## [Text shown]
━━━━━━━━━━

Both our kids are super hard on themselves. They both do the hitting themselves thing when they are frustrated. We are a non-violent house and don't ever use physical punishment so it totally has me feeling like crap that they smack themselves! Why??? And I try to be calm and matter of fact when dealing with all of this, there is no punishment for being wrong, no red marks on the papers, no minus number or percentages or grade letters or anything. I really try to make it not a judgement, just a learning process. I keep telling myself it's just a phase, it's just a phase, it's just a phase.

The worst part right now is that she is being an awful example to her little brother who is doing kindy work and was super enthusiastic about everything at the start but now he's beginning to mirror her behaviors. Having 2 kids in tears while trying to work with them in the most gentle way possible is really making me feel like somehow I'm screwing something up.

Staysee34
07-19-2011, 06:22 PM
I'm having this very same issue and actually posted about it earlier. I've purchased Daily Editing Practice for 1st grade to put an emphasis on correct punctuation. My oldest HS child is 9 with special needs and my DD,7, sounds very much like your little girl. I would maybe take the editing route and see how that goes. If nothing else, it would give you an explanation. Pick her favorite author and explain that even (insert author here) makes mistakes and has to edit his/her work. Also, the PP has a very good idea about asking her to do everything wrong on purpose. I've done the exact same thing! Another suggestion: Write something along with her making all the mistakes she would normally make and then switch. Have her check yours while you check hers. Go step by step for whatever grammar rules you are working on at the time. Good Luck!

━━━━━━━━━━

A few records
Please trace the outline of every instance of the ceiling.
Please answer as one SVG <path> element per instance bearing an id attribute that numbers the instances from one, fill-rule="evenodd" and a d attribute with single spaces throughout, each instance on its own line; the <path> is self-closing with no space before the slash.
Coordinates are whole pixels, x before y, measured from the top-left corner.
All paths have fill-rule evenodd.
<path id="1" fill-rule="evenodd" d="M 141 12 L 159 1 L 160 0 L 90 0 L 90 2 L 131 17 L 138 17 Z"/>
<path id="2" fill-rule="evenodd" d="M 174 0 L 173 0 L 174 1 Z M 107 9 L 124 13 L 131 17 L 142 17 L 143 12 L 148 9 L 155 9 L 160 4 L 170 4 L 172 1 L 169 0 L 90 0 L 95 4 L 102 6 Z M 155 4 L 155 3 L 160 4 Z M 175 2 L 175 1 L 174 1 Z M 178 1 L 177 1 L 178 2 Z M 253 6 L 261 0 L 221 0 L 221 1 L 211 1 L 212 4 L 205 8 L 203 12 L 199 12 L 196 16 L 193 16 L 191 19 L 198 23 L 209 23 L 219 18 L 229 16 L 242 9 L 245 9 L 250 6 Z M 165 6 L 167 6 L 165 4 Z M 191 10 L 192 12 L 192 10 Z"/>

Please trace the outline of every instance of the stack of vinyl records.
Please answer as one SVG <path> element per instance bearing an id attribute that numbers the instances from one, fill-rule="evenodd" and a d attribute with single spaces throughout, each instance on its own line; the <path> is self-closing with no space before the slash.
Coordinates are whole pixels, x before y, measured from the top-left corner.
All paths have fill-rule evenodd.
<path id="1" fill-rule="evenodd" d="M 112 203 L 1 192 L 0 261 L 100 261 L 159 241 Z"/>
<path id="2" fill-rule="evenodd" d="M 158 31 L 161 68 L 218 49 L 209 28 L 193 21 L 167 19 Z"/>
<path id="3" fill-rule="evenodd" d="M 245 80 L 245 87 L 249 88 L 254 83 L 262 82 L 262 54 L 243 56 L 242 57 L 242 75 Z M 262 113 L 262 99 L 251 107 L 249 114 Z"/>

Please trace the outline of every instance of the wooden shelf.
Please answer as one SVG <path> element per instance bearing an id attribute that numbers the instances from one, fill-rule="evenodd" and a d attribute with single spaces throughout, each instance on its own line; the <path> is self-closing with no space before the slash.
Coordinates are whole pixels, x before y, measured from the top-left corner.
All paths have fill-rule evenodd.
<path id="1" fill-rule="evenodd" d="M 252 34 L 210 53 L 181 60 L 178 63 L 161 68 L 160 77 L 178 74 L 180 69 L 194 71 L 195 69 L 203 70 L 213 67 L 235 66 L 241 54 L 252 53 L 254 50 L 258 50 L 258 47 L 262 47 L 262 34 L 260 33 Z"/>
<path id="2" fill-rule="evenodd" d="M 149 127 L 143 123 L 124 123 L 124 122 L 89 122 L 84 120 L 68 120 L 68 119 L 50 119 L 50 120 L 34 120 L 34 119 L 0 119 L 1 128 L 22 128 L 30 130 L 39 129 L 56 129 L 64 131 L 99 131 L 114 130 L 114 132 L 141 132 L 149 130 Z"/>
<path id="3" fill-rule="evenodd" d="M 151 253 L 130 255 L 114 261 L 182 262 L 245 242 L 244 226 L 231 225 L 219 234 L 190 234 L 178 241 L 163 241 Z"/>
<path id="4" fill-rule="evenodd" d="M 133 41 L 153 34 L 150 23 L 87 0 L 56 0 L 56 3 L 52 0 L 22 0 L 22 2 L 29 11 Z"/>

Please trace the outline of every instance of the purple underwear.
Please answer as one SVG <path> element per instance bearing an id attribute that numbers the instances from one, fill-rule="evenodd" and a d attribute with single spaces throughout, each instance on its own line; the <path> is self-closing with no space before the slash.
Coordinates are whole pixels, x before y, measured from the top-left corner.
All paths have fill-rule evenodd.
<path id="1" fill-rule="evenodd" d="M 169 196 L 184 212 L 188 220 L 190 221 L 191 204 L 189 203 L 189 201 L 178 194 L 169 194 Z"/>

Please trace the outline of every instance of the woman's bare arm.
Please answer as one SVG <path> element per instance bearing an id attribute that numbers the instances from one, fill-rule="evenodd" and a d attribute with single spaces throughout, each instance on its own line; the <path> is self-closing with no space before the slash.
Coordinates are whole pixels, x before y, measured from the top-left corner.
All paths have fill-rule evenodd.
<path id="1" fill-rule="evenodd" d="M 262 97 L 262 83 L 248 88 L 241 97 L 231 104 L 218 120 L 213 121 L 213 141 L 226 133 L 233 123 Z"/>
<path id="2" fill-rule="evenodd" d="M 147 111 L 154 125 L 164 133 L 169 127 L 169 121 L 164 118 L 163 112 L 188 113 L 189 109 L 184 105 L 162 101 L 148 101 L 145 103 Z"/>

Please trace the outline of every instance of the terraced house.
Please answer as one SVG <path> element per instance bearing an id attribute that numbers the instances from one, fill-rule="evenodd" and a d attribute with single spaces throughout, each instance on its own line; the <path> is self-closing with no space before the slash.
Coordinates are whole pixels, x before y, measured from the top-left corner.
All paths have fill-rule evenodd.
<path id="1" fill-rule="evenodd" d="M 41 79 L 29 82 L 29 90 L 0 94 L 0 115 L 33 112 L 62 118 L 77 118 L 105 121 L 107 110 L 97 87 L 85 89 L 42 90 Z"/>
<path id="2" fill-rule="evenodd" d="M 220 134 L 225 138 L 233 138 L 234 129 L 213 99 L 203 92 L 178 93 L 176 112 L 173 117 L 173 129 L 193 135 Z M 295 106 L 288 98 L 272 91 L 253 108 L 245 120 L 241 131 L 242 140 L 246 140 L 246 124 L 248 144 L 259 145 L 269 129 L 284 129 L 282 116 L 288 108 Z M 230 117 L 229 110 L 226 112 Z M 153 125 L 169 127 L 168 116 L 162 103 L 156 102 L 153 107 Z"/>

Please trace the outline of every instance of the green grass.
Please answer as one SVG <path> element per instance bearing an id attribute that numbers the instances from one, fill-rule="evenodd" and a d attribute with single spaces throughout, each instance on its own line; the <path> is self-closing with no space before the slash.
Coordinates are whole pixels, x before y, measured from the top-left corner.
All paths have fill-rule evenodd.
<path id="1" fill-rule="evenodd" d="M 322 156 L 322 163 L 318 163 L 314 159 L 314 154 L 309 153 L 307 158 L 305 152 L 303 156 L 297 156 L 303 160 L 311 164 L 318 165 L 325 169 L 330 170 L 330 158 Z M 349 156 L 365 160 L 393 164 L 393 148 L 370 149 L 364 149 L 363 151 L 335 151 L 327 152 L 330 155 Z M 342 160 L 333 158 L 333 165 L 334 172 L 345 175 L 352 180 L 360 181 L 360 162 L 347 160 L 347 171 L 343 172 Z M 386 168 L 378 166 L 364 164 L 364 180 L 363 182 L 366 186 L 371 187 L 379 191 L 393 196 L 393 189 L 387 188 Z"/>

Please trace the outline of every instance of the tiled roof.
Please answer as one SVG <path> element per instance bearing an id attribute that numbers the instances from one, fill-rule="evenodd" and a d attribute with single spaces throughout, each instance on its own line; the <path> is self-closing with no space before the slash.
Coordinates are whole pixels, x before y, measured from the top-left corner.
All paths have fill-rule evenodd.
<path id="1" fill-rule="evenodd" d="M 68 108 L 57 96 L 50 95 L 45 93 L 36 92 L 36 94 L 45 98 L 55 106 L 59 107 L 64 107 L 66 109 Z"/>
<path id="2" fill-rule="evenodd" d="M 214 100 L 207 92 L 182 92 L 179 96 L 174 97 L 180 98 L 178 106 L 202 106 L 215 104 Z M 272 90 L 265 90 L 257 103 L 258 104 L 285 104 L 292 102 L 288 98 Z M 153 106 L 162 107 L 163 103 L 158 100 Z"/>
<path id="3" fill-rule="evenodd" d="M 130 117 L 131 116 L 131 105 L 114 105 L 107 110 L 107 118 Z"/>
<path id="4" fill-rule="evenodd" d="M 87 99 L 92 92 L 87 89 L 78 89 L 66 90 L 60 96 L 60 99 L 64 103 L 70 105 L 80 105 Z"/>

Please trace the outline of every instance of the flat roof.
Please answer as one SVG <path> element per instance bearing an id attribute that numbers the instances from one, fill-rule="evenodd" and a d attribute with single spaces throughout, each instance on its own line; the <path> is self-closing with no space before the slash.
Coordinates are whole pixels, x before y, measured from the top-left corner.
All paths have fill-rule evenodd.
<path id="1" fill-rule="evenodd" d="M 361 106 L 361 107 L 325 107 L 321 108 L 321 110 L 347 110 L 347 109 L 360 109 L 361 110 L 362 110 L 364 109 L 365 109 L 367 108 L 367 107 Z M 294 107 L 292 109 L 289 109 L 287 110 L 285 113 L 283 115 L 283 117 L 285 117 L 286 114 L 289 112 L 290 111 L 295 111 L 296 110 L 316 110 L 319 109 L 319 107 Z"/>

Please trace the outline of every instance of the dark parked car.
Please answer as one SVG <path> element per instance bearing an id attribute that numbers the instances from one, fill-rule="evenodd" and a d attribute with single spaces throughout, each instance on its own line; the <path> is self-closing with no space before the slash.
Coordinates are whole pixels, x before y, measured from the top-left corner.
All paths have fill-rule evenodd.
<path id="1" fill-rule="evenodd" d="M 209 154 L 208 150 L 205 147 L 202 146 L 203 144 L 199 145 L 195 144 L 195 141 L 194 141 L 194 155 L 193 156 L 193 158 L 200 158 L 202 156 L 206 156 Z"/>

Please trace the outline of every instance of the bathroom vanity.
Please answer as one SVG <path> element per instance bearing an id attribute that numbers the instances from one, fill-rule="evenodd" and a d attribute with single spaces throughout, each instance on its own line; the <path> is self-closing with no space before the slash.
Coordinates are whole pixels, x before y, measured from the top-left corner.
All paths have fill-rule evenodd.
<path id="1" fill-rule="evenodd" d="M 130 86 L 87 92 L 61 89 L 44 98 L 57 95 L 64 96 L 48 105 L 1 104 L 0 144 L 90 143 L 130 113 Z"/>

━━━━━━━━━━

## [Stated problem 1]
In the forum discussion about children being hard on themselves, what did Staysee34 purchase to put an emphasis on correct punctuation?
## [Stated problem 2]
Carry on the forum discussion about children being hard on themselves, starting after its final line.

## [Result 1]
Daily Editing Practice for 1st grade.

## [Result 2]
hockeymom
07-19-2011, 07:00 PM
My son is this way too. He doesn't hit himself but he totally shuts down; it's completely unnerving. He absolutely believes that he should get everything right the first time even if he hasn't learned or been exposed to it yet (this is the kid who, at 2 or 3, declared that by the time he is a daddy he *will* know everything in the world. oh my).

I have had some minor success in moments of sheer frustration having HIM teach ME the work. It was more distraction than anything, but it has helped him work through a rough patch here and there. To be the one in charge was good for his self esteem I guess.

I wish I had some advice, just lots and lots of sympathy. We have always been so careful to show our mistakes, to talk about them and own up to them in our everyday life; why some kids think they should be the exception is baffling.

Stella M
07-19-2011, 07:10 PM
She sounds normal to me :) Rules, schmules!!! My middle daughter was like this, until I got it through her head, this year, that good writers learn the rules before they break them. Capitalisation isn't worth getting stressed over, in my minority opinion.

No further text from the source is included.